(Records from a collection)
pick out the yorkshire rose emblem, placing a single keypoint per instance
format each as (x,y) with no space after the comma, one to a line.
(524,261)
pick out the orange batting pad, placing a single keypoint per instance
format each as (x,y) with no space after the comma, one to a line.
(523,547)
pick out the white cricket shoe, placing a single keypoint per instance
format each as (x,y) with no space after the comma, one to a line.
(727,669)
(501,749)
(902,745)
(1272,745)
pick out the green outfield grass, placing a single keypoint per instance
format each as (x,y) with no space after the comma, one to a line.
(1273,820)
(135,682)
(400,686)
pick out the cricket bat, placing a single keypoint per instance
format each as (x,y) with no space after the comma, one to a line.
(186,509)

■ Short problem
Replace "pick out" with "locate" in the listing, starting at the line containing "pick out the orange" and ending at the end of the listing. Give those lines again with everything else unchanged.

■ Response to the exercise
locate the orange batting pad, placing a single keypoint per instance
format each as (x,y) with no space after the comma, one to a line.
(523,547)
locate the white cricket shoe, placing a single keypoint per instance
format each as (x,y) with no space after the comma, one to a line.
(727,669)
(501,749)
(902,745)
(1272,745)
locate the green outfield grass, placing a single keypoint per instance
format each as (x,y) with no space after the comma, one to a line.
(1273,820)
(135,682)
(400,686)
locate the cricket bat, placing a single keypoint per instance
format each as (x,y) with no space after the comma, one to a line.
(186,509)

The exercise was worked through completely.